━━━ INPUT MATERIAL

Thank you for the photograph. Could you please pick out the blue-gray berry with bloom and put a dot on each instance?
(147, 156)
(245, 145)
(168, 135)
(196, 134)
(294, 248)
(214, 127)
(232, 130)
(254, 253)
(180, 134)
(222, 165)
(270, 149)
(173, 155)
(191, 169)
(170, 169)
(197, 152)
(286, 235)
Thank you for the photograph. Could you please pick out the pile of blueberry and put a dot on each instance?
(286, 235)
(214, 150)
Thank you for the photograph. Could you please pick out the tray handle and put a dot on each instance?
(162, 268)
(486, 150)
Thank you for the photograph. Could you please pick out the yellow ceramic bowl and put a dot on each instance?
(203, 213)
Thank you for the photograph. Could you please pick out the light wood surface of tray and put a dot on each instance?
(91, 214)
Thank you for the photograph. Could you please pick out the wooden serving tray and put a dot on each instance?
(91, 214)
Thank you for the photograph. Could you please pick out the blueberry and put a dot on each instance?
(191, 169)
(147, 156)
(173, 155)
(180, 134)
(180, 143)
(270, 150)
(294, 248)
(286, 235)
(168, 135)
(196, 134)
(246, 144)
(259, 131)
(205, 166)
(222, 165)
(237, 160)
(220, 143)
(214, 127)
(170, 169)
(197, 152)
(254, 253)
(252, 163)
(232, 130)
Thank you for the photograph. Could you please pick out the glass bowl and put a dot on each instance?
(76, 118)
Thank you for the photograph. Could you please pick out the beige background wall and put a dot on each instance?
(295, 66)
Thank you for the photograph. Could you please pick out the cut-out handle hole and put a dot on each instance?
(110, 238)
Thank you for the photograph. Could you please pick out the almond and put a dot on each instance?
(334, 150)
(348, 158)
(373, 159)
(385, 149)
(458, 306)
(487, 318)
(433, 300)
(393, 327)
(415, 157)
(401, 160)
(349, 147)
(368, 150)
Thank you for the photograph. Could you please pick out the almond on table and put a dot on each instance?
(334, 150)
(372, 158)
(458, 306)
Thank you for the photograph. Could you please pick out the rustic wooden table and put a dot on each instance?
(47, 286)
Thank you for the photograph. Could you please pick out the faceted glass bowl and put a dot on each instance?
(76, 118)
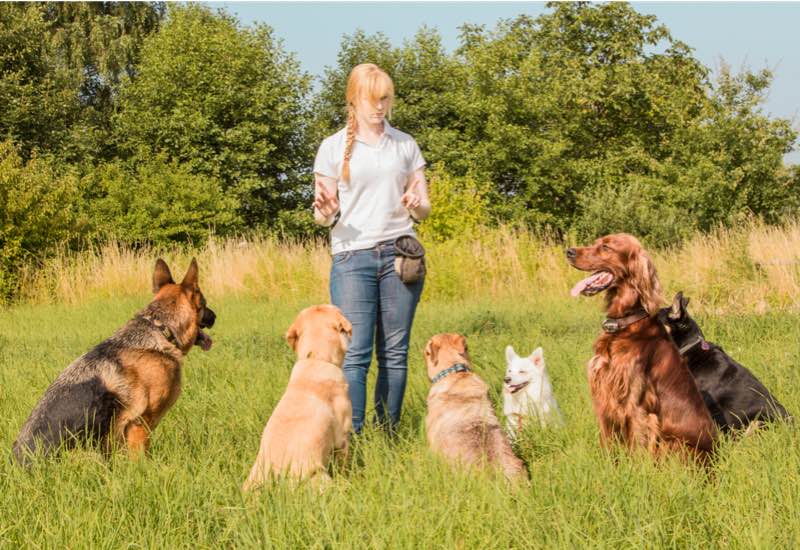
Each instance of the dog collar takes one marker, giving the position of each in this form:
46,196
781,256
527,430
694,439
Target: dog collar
458,367
616,324
693,343
165,331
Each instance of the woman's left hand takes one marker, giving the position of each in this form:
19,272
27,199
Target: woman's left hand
411,199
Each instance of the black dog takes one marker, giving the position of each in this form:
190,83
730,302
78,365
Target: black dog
732,394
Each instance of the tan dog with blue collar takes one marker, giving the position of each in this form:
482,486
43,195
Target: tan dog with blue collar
461,422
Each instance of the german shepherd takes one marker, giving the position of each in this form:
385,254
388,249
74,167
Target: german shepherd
118,391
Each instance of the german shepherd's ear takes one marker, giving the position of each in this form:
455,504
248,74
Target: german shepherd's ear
190,280
677,307
161,276
291,336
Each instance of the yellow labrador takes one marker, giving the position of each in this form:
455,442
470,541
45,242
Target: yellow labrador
461,422
313,418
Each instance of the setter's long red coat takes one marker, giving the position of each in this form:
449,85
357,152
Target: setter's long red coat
643,393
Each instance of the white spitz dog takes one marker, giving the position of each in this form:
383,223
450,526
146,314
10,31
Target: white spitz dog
527,393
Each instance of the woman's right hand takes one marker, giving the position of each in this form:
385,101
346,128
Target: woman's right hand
325,202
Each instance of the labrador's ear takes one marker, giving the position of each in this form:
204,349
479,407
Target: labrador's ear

━━━━━━

→ **WHAT YOU ARE ASKED TO DO**
Reply with only the number of lines in the entries that contain the word "giving".

→ **OUTPUT OF THE EXERCISE**
11